Problem description: Each record needs to be echoed exactly; can you do that?

BEGIN Source data

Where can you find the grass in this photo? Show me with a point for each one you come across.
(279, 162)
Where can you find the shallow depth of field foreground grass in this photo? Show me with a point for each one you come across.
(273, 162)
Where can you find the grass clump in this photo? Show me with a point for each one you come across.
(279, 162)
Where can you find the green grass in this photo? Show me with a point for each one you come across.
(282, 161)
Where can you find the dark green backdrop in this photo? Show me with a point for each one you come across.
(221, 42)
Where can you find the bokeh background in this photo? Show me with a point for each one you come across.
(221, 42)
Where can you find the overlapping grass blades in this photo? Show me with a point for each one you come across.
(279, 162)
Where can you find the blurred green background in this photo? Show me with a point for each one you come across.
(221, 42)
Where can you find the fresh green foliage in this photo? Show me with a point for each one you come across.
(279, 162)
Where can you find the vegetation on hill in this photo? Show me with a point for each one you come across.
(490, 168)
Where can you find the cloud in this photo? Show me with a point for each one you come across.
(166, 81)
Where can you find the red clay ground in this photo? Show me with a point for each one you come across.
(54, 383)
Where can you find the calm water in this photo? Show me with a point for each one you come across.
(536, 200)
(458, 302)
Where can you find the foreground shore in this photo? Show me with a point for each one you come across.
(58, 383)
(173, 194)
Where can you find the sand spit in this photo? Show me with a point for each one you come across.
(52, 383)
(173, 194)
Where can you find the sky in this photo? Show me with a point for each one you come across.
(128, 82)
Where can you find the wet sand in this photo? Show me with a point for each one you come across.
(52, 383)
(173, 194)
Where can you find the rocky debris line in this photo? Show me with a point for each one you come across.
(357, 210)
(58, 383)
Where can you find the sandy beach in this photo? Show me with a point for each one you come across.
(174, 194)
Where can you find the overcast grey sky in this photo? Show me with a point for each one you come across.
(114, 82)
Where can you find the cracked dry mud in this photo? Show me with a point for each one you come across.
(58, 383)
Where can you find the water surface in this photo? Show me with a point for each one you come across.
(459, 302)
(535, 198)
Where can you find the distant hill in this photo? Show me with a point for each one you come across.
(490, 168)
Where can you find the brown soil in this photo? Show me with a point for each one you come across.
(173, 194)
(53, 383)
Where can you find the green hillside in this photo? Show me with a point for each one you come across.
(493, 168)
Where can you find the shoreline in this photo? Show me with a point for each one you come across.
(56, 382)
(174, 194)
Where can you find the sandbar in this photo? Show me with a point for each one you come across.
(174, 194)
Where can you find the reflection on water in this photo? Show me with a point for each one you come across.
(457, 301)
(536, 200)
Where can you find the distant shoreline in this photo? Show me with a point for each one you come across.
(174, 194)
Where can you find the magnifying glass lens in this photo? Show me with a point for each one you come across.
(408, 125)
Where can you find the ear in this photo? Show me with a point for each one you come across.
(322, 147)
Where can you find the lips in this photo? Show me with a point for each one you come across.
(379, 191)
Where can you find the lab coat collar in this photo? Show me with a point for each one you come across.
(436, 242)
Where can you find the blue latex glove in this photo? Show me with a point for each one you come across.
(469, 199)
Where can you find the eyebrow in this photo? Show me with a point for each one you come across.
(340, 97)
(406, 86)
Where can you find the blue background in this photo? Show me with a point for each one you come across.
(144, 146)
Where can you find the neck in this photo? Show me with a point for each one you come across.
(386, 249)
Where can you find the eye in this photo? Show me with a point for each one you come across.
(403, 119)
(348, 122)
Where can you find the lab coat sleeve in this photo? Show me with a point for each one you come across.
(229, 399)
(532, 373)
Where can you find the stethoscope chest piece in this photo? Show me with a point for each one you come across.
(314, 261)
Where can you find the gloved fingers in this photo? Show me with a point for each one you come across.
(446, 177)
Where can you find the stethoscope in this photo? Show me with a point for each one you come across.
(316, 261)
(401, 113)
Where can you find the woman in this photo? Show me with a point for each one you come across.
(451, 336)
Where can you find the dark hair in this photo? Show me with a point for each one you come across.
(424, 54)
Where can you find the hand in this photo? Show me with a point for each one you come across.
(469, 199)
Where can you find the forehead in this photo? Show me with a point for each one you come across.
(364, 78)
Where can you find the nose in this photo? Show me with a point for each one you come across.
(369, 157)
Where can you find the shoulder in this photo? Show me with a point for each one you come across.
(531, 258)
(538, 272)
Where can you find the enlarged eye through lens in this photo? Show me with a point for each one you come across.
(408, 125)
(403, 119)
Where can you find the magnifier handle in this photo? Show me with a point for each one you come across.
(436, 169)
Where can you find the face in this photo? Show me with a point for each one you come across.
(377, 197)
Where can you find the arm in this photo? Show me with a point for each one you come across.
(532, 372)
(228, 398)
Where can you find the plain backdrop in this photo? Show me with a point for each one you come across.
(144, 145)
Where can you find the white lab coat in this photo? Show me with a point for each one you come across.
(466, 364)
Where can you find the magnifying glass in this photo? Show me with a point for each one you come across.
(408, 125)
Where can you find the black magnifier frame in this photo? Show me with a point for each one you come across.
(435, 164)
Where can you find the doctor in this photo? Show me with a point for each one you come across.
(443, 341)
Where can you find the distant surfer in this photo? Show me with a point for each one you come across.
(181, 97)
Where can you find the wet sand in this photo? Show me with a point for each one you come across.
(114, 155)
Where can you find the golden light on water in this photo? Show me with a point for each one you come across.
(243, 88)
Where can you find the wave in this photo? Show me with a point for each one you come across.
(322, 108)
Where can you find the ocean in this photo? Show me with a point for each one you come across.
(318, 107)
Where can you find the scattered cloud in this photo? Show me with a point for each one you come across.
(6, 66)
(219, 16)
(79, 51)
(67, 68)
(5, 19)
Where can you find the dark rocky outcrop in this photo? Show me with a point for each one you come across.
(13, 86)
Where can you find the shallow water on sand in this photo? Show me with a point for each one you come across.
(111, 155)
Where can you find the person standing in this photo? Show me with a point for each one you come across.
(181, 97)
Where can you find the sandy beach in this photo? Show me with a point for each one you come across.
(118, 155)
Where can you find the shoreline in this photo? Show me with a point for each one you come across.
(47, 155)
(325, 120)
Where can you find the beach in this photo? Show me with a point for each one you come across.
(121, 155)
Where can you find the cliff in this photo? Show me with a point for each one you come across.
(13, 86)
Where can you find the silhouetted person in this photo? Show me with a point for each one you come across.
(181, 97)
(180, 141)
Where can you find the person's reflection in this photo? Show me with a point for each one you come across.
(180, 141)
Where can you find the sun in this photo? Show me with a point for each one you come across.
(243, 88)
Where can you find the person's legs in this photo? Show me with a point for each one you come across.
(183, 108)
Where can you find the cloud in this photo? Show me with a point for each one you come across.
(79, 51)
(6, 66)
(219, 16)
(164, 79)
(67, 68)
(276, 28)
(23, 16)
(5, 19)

END Source data

Task output:
Where can you find the grass in this photo? Show me with a point for each one you come across.
(279, 162)
Where can you find the shallow depth of field foreground grass in this photo? Show me with a point for each one you come across.
(273, 162)
Where can you find the grass clump in this photo? Show me with a point for each one you come across.
(279, 162)
Where can you find the green grass in this photo? Show me with a point for each one you come across.
(282, 161)
Where can you find the dark green backdrop in this photo? Show me with a point for each one you come across.
(221, 42)
Where can you find the bokeh background in this photo? Show me with a point for each one you come across.
(221, 42)
Where can you find the overlapping grass blades in this photo? Show me with a point for each one you come across.
(279, 162)
Where can you find the blurred green background in this photo? Show me with a point for each one you come across.
(221, 42)
Where can you find the fresh green foliage in this photo? Show me with a point for each one you come across.
(279, 162)
Where can you find the vegetation on hill in this photo? Show me with a point for each one you come across.
(490, 168)
Where can you find the cloud in this photo? Show me with a point for each one you come across.
(166, 81)
Where can you find the red clay ground in this photo? Show me with a point for each one you come across.
(54, 383)
Where can you find the calm water in this photo? Show me with a point for each one you come across.
(536, 200)
(458, 302)
Where can you find the foreground shore in this photo? Show me with a point for each one you come across.
(58, 383)
(173, 194)
Where can you find the sand spit in this photo? Show me with a point for each one you come across.
(52, 383)
(173, 194)
Where can you find the sky in this photo? Show me with a point for each one you come across.
(128, 82)
Where can you find the wet sand in this photo? Show me with a point for each one you come across.
(52, 383)
(173, 194)
Where can you find the rocky debris line in this photo? Show me with a point for each one you come across.
(357, 210)
(58, 383)
Where can you find the sandy beach in this photo? Show me with a point for each one you come across.
(174, 194)
Where can you find the overcast grey sky in this photo? Show me with a point for each one you come across.
(114, 82)
Where can you find the cracked dry mud in this photo? Show me with a point for each one you come across.
(58, 383)
Where can you find the water surface in this photo? Show me with a point for each one you come across.
(459, 302)
(535, 198)
Where can you find the distant hill in this photo? Show me with a point for each one you come across.
(490, 168)
Where can you find the brown soil in this photo? Show me with a point for each one you come across.
(173, 194)
(53, 383)
Where can you find the green hillside in this photo? Show me with a point for each one you come across.
(493, 168)
Where can you find the shoreline in this photo? Show me with a point for each one you come across.
(56, 382)
(174, 194)
Where can you find the sandbar in this photo? Show me with a point for each one you come across.
(174, 194)
Where can you find the reflection on water in this photo? Show me with a point for each one you come across.
(457, 301)
(536, 200)
Where can you find the distant shoreline in this photo? Show me with a point for each one you come across.
(174, 194)
Where can you find the magnifying glass lens in this photo? Show me with a point for each one you come across.
(408, 125)
Where can you find the ear in this photo? Show me with a point for each one you come across.
(322, 147)
Where can you find the lips in this photo? Show me with a point for each one you come across.
(379, 191)
Where can you find the lab coat collar in this photo? Show me with a point for each one you come across.
(436, 242)
Where can you find the blue latex glove in this photo? Show me with a point for each one you come across.
(469, 199)
Where can you find the eyebrow in this photo? Show me with a point for each one you come across.
(340, 97)
(406, 86)
Where can you find the blue background in this photo? Show me with a point for each one you come across.
(144, 146)
Where can you find the neck in this photo? Show me with a point for each one you come across.
(386, 249)
Where can you find the eye in this photo? Show me with a point for each one you come across.
(403, 119)
(348, 122)
Where can you find the lab coat sleeve in this photo? Show me with a point for each one you come across.
(229, 399)
(532, 373)
Where can you find the stethoscope chest piece in this photo? Show me with a point for each one you come across.
(314, 261)
Where can you find the gloved fingers in this photo? Show me with a point for each one you come across.
(446, 177)
Where can you find the stethoscope in this photo? Show me with a point for each one you come across.
(316, 261)
(401, 113)
Where can you find the woman in this photo? Show me with a point for each one you come across.
(451, 336)
Where can you find the dark hair in this photo? Show me with a point for each one you come across.
(424, 54)
Where can you find the hand in this photo? Show me with a point for each one you come across.
(469, 199)
Where can you find the forehead in this photo? Show me with a point for each one you come across.
(364, 78)
Where can you find the nose in this photo? Show me with a point for each one you come across.
(369, 157)
Where can you find the shoulder in this photo? Show me with a point for each one you come across.
(531, 258)
(538, 272)
Where can you find the enlarged eye through lens in this photo? Show me with a point for each one you come across.
(408, 125)
(403, 119)
Where can you find the magnifier handle in this photo? Show me with a point for each one you come across.
(436, 169)
Where can you find the face in this photo? Show me with a point for each one you come across.
(377, 197)
Where can you find the arm in this photo? Show me with a point for each one you come across.
(532, 372)
(228, 398)
Where can you find the plain backdrop in this photo? Show me with a point for each one you come across.
(144, 145)
Where can you find the white lab coat in this photo? Show me with a point for each one you come across.
(466, 364)
Where can you find the magnifying glass in this photo? Show me with a point for each one you come across.
(408, 125)
Where can you find the black magnifier frame in this photo? Show me with a point for each one you come across.
(435, 164)
Where can you find the doctor in this photo? Show me with a point for each one you come across.
(443, 341)
Where can you find the distant surfer in this photo? Show me with a point for each one you come across.
(181, 97)
Where can you find the wet sand in this photo? Show me with a point for each one you come across.
(114, 155)
Where can you find the golden light on water in this photo? Show me with a point for each one you come across.
(243, 88)
Where can you find the wave in this photo? Show me with a point for each one you come across.
(322, 108)
Where can you find the ocean in this photo? Show me with a point for each one you come across.
(318, 107)
Where can you find the scattered cloud in this photo? Show me with a point for each one you come across.
(6, 66)
(219, 16)
(79, 51)
(67, 68)
(5, 19)
Where can you find the dark rocky outcrop in this photo? Show me with a point for each one you come across.
(13, 86)
Where can you find the shallow water on sand in this photo? Show me with a point for each one you come across.
(111, 155)
Where can you find the person standing in this photo? Show me with a point for each one you come across.
(181, 97)
Where can you find the sandy beach in this photo? Show me with a point for each one you come across.
(118, 155)
Where can you find the shoreline in this photo? Show me with a point for each one you come across.
(47, 155)
(325, 120)
Where can you find the beach in this photo? Show me with a point for each one you come across.
(121, 155)
Where can you find the cliff in this photo? Show me with a point for each one you come across.
(13, 86)
Where can you find the silhouetted person in this photo? Show me with a point for each one you come across.
(181, 97)
(180, 141)
Where can you find the person's reflection in this photo? Show me with a point for each one you come across.
(180, 141)
Where can you find the sun in this photo? Show me with a point for each one you come across.
(243, 88)
Where can you find the person's legs in this photo? Show me with a point for each one you come across.
(183, 108)
Where can you find the cloud in this photo? Show me with a point for each one you come across.
(79, 51)
(6, 66)
(219, 16)
(164, 79)
(67, 68)
(276, 28)
(23, 16)
(5, 19)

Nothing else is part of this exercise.